**Study text:**
Chapter 1 Pre-processing of Microbiome Sequencing Data

Microbiome data can be procured from a multitude of sample types, including skin, the vagina, and the gut. Taken immediately from a sequencing experiment, microbiome data start off simply as a collection of FASTQ reads, each representing different bacterial sequences identified within the sample.

Filtration and clustering of these reads is required to produce a representation of microbiome data that can be effectively used for data analysis. The classic format of these processed data is known as the Operational Taxonomic Unit (OTU) table. These tables group DNA sequences into “molecular operational taxonomic units, clusters of sequencing reads that differ by less than a fixed dissimilarity threshold” (Callahan, McMurdie, Paul, & Holmes, 2017). Each row in the table represents a sample, each column represents a different OTU, and each value represents the abundance of the specific OTU within the sample. In the past couple of years, new methods have allowed researchers to work with amplicon sequence variants (ASVs) instead of OTUs. ASV groupings can be “resolved exactly, down to the level of single-nucleotide differences over the sequenced gene region,” allowing for improved resolution of processed data (Callahan et al., 2017). The DADA2 pipeline in R can be used to process microbiome sequence data and create an ASV table, yielding “more real variants and output[ting] fewer spurious sequences than other methods” (Callahan et al., 2016a).

As an exploration of the use of the DADA2 pipeline for the processing of microbiome sequencing data, we used the European Nucleotide Archive (Harrison et al., 2019) to download raw read data from Lozupone et al.’s 2013 study on gut-linked diseases prevalent in HIV (Lozupone et al., 2013). With these data, we applied Callahan et al.’s 2016 paper, “Bioconductor Workflow for Microbiome Analysis: from raw reads to community analyses,” to manipulate the Lozupone sequencing data. Using this pipeline, we visualized the fastq quality scores of our read files (Figure 1.1) to trim our input reads at ideal positions. We also filtered reads through the enforcement of a maximum threshold of two expected errors per read, as done in (Callahan et al., 2016a).

Fastq quality scores for a sample read file

Figure 1.1: Fastq quality scores for a sample read file

Following the filtration of input reads, we used DADA2 to infer ASVs. Demultiplexed, dereplicated fastq files were selected for each sample. A sufficiently large subset of our data was taken, and then the DADA2 iterative sequence inference algorithm was run to estimate error rates and better resolve differences between sequences. We inspected the fit between observed error rates and fitted error rates to verify that our estimations were reasonable (Figure 1.2).

Comparison of observed and fitted error rates from the DADA2 iterative sequence inference algorithm

Figure 1.2: Comparison of observed and fitted error rates from the DADA2 iterative sequence inference algorithm

Using inference on pooled sequencing reads from all samples, DADA2 then removed nearly all substitution and insertion-deletion errors from our data. Finally, DADA2’s divisive partitioning algorithm was applied to create the distinct ASV clusters and generate a sequence table.

In a similar manner to how we were processing sequencing data for the Lozupone dataset, Alex Sibley, a bioinformatician working with the Sung lab in the Duke Cancer Institute, created an ASV table using the Memorial Sloan Kettering leukemia sequence reads. Given these data, we continued through the Callahan workflow to further filter and process our data.

**Available data:**
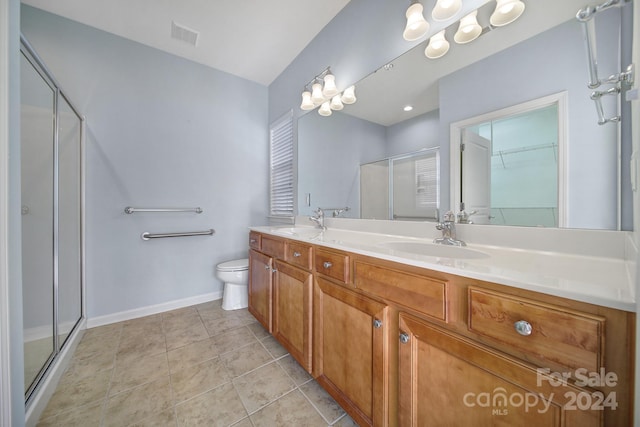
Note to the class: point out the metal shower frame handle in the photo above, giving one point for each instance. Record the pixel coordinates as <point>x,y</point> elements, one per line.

**About this task:**
In the microbiome pre-processing text, what maximum number of expected errors per read was enforced when filtering the reads?

**Answer for the task:**
Two expected errors per read.